# What to produce
Reproduce every one of the items below line by line, keeping each character unchanged.

# Task material
* * * * *

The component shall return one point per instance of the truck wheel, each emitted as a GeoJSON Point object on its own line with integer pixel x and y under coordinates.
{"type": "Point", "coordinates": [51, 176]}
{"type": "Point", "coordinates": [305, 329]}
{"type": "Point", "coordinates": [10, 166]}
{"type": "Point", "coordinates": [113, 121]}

* * * * *

# Result of the task
The component shall return one point per instance of the truck wheel, each emitted as a GeoJSON Point object on its own line with integer pixel x and y under coordinates.
{"type": "Point", "coordinates": [51, 176]}
{"type": "Point", "coordinates": [305, 329]}
{"type": "Point", "coordinates": [10, 166]}
{"type": "Point", "coordinates": [113, 121]}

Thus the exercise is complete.